Цель задания:
Замени в строках "gray" на "dark" и перепиши их целиком, больше ничего не меняя. Картинки в ответ не включай.

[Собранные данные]
------------------------------------

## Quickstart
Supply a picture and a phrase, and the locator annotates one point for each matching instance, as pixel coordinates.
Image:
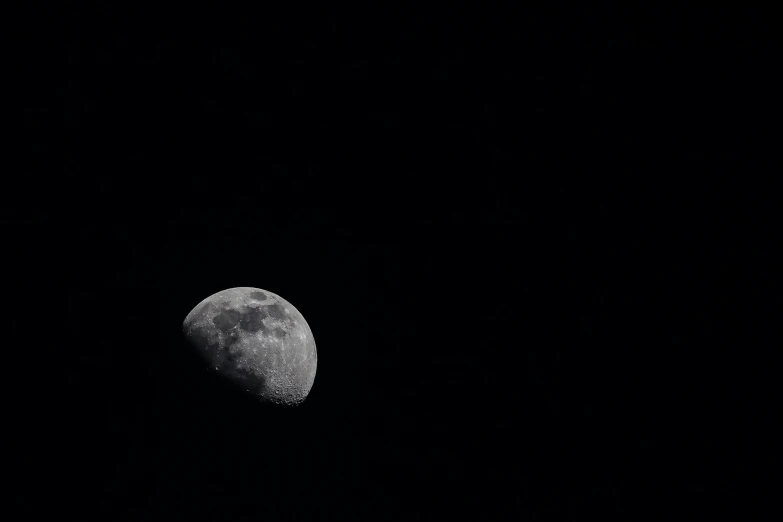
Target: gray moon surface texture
(257, 340)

------------------------------------

Ожидаемый результат:
## Quickstart
Supply a picture and a phrase, and the locator annotates one point for each matching instance, as pixel coordinates.
Image:
Target: dark moon surface texture
(257, 340)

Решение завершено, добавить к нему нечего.